# START OF SELECTED EXTRACT

I owned and raced a Force Five for many years. I won't repeat much of what others have commented upon as it is mostly accurate. I thought the boat was great but want to mention a couple of additional points. First, the boat is definetely slower than a Laser notwithstanding the larger sail plan of the Force Five. Second, the larger sail plan made the Force Five a bit to handle for a lightweight like myself in a breeze (I'm about 155 lbs). Of course, in a breeze, someone my weight also struggles with a Laser. Third, and related to the second point, putting the mast up in a breeze by yourself can be somewhat of a struggle. 

Mike
s/v Liberty
Tartan 34C


----------



## TSOJOURNER (Dec 16, 1999)

# END OF SELECTED EXTRACT
# START OF GIVEN INFORMATION

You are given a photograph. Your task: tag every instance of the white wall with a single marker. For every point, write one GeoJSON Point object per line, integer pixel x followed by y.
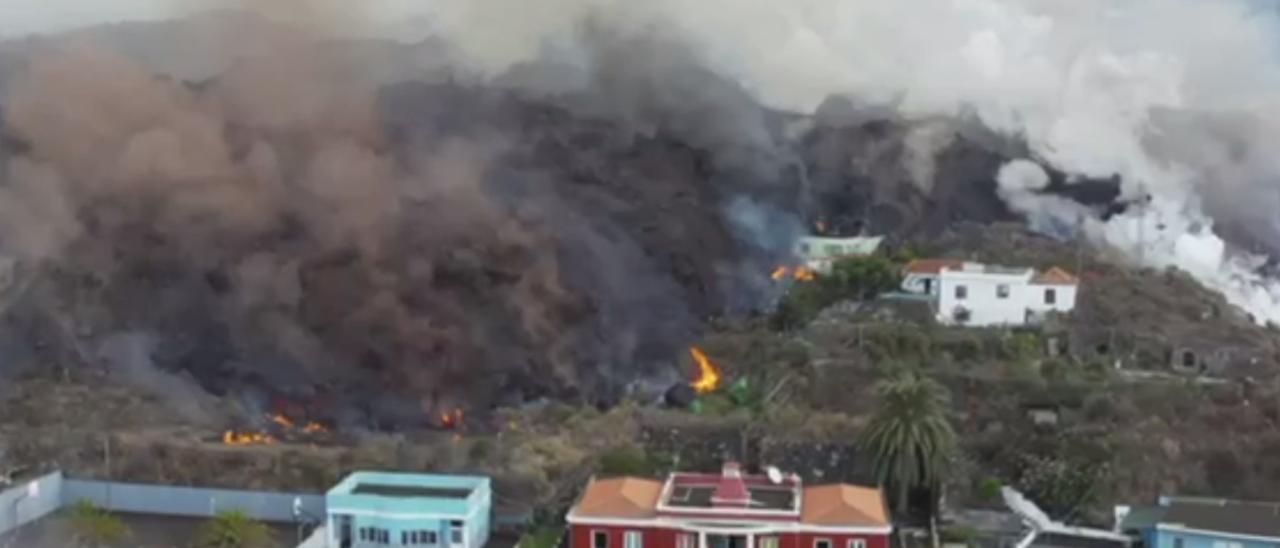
{"type": "Point", "coordinates": [982, 301]}
{"type": "Point", "coordinates": [22, 503]}
{"type": "Point", "coordinates": [1065, 297]}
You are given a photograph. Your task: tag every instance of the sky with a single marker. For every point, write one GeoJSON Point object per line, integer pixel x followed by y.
{"type": "Point", "coordinates": [21, 18]}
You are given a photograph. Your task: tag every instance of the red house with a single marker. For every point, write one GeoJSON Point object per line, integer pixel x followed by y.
{"type": "Point", "coordinates": [730, 510]}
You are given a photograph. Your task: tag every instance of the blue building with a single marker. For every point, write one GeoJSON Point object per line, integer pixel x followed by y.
{"type": "Point", "coordinates": [416, 510]}
{"type": "Point", "coordinates": [1202, 523]}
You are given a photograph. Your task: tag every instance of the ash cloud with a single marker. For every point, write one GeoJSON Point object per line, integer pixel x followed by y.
{"type": "Point", "coordinates": [1171, 96]}
{"type": "Point", "coordinates": [369, 232]}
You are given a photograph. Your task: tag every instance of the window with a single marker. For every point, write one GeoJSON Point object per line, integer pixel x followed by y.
{"type": "Point", "coordinates": [632, 539]}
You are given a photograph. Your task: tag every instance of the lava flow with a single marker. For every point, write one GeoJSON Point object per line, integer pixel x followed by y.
{"type": "Point", "coordinates": [246, 438]}
{"type": "Point", "coordinates": [708, 374]}
{"type": "Point", "coordinates": [799, 273]}
{"type": "Point", "coordinates": [452, 420]}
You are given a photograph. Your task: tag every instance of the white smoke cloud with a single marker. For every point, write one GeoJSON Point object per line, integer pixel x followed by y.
{"type": "Point", "coordinates": [1175, 96]}
{"type": "Point", "coordinates": [1095, 87]}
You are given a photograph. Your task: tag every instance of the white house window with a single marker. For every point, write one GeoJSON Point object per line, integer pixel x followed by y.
{"type": "Point", "coordinates": [632, 539]}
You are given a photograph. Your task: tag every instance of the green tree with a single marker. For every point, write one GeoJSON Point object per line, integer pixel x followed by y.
{"type": "Point", "coordinates": [234, 529]}
{"type": "Point", "coordinates": [853, 278]}
{"type": "Point", "coordinates": [95, 526]}
{"type": "Point", "coordinates": [909, 437]}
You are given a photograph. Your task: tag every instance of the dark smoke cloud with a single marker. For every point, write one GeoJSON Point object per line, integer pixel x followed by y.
{"type": "Point", "coordinates": [298, 223]}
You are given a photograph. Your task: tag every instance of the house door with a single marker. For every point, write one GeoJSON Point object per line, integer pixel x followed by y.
{"type": "Point", "coordinates": [457, 534]}
{"type": "Point", "coordinates": [343, 530]}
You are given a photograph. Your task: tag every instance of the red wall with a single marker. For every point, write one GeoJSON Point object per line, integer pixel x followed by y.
{"type": "Point", "coordinates": [580, 537]}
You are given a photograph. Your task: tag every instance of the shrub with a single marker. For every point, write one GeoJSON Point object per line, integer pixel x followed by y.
{"type": "Point", "coordinates": [858, 278]}
{"type": "Point", "coordinates": [988, 489]}
{"type": "Point", "coordinates": [234, 529]}
{"type": "Point", "coordinates": [629, 461]}
{"type": "Point", "coordinates": [95, 526]}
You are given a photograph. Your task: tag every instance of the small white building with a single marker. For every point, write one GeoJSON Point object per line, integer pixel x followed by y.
{"type": "Point", "coordinates": [821, 252]}
{"type": "Point", "coordinates": [973, 293]}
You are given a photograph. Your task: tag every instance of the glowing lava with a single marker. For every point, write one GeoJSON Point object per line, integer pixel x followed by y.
{"type": "Point", "coordinates": [708, 375]}
{"type": "Point", "coordinates": [798, 273]}
{"type": "Point", "coordinates": [246, 438]}
{"type": "Point", "coordinates": [451, 420]}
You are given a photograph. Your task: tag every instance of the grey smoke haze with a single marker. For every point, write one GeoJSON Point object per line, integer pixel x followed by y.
{"type": "Point", "coordinates": [1175, 96]}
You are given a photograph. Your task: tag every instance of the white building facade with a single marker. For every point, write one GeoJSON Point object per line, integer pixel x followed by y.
{"type": "Point", "coordinates": [978, 295]}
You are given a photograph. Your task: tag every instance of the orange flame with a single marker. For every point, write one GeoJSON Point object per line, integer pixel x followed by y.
{"type": "Point", "coordinates": [246, 438]}
{"type": "Point", "coordinates": [451, 419]}
{"type": "Point", "coordinates": [708, 375]}
{"type": "Point", "coordinates": [282, 420]}
{"type": "Point", "coordinates": [799, 273]}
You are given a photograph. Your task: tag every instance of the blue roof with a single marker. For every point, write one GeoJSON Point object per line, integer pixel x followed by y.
{"type": "Point", "coordinates": [398, 484]}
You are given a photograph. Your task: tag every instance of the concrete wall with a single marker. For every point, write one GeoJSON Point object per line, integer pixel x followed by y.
{"type": "Point", "coordinates": [191, 502]}
{"type": "Point", "coordinates": [30, 501]}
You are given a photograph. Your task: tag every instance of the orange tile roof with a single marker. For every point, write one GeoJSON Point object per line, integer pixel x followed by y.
{"type": "Point", "coordinates": [620, 497]}
{"type": "Point", "coordinates": [932, 265]}
{"type": "Point", "coordinates": [844, 505]}
{"type": "Point", "coordinates": [1056, 277]}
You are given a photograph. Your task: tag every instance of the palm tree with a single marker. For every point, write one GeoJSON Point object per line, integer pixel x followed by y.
{"type": "Point", "coordinates": [234, 529]}
{"type": "Point", "coordinates": [909, 437]}
{"type": "Point", "coordinates": [95, 526]}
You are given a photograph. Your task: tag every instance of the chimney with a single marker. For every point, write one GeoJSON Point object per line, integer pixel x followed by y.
{"type": "Point", "coordinates": [731, 491]}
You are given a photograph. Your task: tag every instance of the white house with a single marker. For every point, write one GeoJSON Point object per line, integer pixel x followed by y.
{"type": "Point", "coordinates": [972, 293]}
{"type": "Point", "coordinates": [821, 252]}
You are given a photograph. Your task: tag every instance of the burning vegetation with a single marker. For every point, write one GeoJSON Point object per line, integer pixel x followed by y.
{"type": "Point", "coordinates": [279, 428]}
{"type": "Point", "coordinates": [708, 374]}
{"type": "Point", "coordinates": [247, 438]}
{"type": "Point", "coordinates": [452, 420]}
{"type": "Point", "coordinates": [798, 273]}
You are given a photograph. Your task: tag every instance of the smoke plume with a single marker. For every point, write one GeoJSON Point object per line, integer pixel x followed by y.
{"type": "Point", "coordinates": [1175, 97]}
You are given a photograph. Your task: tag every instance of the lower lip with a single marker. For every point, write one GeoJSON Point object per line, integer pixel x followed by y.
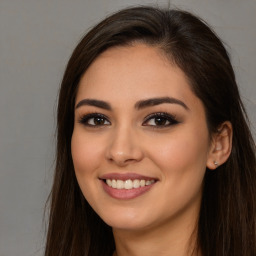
{"type": "Point", "coordinates": [126, 193]}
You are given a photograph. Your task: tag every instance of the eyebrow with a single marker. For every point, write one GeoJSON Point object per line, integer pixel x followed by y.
{"type": "Point", "coordinates": [139, 105]}
{"type": "Point", "coordinates": [95, 103]}
{"type": "Point", "coordinates": [157, 101]}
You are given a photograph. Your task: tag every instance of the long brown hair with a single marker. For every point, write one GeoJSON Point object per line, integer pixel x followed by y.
{"type": "Point", "coordinates": [227, 221]}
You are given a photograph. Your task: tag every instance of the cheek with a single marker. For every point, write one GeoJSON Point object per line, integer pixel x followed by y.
{"type": "Point", "coordinates": [182, 156]}
{"type": "Point", "coordinates": [85, 154]}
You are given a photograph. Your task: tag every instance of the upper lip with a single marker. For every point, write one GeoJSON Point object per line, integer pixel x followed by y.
{"type": "Point", "coordinates": [125, 176]}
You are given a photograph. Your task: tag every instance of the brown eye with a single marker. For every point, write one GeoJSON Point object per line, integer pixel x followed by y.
{"type": "Point", "coordinates": [94, 120]}
{"type": "Point", "coordinates": [160, 120]}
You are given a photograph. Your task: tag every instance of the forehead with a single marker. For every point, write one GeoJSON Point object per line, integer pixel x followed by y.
{"type": "Point", "coordinates": [133, 72]}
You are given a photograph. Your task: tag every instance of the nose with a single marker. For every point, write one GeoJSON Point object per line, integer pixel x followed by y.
{"type": "Point", "coordinates": [124, 147]}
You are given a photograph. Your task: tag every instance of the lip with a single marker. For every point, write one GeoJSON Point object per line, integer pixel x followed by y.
{"type": "Point", "coordinates": [126, 176]}
{"type": "Point", "coordinates": [125, 194]}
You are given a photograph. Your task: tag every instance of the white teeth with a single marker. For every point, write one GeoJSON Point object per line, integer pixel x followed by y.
{"type": "Point", "coordinates": [119, 184]}
{"type": "Point", "coordinates": [128, 184]}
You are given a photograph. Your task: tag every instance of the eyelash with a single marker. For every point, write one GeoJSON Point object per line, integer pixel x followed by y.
{"type": "Point", "coordinates": [84, 119]}
{"type": "Point", "coordinates": [161, 115]}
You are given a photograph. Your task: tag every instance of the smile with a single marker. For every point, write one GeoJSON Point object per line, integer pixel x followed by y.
{"type": "Point", "coordinates": [128, 184]}
{"type": "Point", "coordinates": [124, 186]}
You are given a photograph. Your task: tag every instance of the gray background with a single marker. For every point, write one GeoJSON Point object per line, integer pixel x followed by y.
{"type": "Point", "coordinates": [36, 40]}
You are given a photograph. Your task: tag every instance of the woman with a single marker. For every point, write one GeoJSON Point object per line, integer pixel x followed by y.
{"type": "Point", "coordinates": [154, 154]}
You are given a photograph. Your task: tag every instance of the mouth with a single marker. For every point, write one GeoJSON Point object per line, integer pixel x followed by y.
{"type": "Point", "coordinates": [126, 186]}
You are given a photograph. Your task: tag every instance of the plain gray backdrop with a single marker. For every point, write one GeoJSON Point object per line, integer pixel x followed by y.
{"type": "Point", "coordinates": [36, 40]}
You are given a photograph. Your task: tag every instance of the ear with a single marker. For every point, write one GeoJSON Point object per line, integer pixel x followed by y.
{"type": "Point", "coordinates": [221, 146]}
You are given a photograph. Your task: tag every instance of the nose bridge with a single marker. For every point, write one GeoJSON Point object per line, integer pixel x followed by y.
{"type": "Point", "coordinates": [124, 146]}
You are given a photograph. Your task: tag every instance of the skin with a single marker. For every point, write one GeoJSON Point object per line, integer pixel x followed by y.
{"type": "Point", "coordinates": [162, 220]}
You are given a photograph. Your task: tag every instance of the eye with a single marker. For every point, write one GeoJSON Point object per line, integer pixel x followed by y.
{"type": "Point", "coordinates": [94, 119]}
{"type": "Point", "coordinates": [160, 120]}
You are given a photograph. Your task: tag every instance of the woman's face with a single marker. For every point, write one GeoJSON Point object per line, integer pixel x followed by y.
{"type": "Point", "coordinates": [140, 144]}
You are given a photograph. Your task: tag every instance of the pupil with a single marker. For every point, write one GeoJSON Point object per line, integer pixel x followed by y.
{"type": "Point", "coordinates": [99, 121]}
{"type": "Point", "coordinates": [160, 121]}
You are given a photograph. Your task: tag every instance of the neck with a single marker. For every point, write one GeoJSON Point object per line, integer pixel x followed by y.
{"type": "Point", "coordinates": [170, 239]}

# END OF GIVEN INFORMATION

_PROBLEMS TO WORK ON_
a: Print the stretch of the Force Five post that opens with the words "I owned and" and closes with "(Dec 16, 1999)", with no changes.
b: Pick up the post about racing the Force Five after its last line and keep writing it.

_RESULTS FOR EACH TASK_
a:
I owned and raced a Force Five for many years. I won't repeat much of what others have commented upon as it is mostly accurate. I thought the boat was great but want to mention a couple of additional points. First, the boat is definetely slower than a Laser notwithstanding the larger sail plan of the Force Five. Second, the larger sail plan made the Force Five a bit to handle for a lightweight like myself in a breeze (I'm about 155 lbs). Of course, in a breeze, someone my weight also struggles with a Laser. Third, and related to the second point, putting the mast up in a breeze by yourself can be somewhat of a struggle. 

Mike
s/v Liberty
Tartan 34C


----------



## TSOJOURNER (Dec 16, 1999)

b:
Very useful information. How would you say this boat compares to say, a Zuma or a Hobie Holder 12? Or a Pico? The only thing I don't like about the boats that use a sleeve sail is that it is sure nice to raise a mast, and then raise the sail with a halyard. Also makes it possible to drop the sail while still in the water, such as at a dock or mooring.


----------



## djodenda (Mar 4, 2006)

Yep.. The sleeve type sail is a pain... Simple and efficient, but not a s easy to raise/lower.


----------



## Classic30 (Aug 29, 2007)

dndrich said:


> Yeah, but I really want to avoid that. I plan to single hand it, and lifting a 145 pound boat onto the top of my Honda just won't work for me!
> 
> So, a trailer is a must. Doesn't have to be pretty, but solid.


If you want a single handed fast boat, with halyards and trailerable that will keep up with the Lasers - buy an IMPULSE!!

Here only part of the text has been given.